"""

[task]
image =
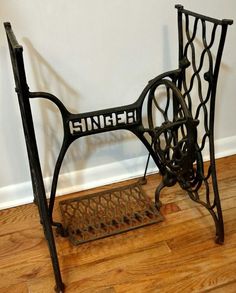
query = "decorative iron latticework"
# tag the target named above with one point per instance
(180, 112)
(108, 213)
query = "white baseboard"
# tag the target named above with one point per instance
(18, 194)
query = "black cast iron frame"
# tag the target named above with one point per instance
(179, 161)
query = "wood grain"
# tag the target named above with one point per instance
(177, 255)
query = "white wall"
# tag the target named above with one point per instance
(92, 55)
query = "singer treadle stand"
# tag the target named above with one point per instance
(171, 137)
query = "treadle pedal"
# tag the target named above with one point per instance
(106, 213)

"""
"""

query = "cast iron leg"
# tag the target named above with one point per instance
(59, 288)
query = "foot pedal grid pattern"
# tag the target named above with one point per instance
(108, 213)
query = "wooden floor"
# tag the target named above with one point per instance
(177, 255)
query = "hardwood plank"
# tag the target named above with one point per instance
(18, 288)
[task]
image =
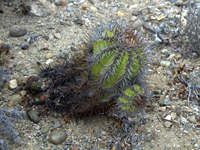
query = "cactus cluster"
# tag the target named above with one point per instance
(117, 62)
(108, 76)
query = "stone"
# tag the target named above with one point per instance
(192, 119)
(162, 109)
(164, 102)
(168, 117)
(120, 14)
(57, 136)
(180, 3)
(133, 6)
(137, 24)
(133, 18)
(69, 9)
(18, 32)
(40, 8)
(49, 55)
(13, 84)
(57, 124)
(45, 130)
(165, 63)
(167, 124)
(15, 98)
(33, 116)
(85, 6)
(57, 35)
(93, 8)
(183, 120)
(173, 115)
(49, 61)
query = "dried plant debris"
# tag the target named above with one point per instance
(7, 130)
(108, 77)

"""

The expected result is every line from the material above that includes "treadle".

query = "singer treadle stand"
query = "treadle pedal"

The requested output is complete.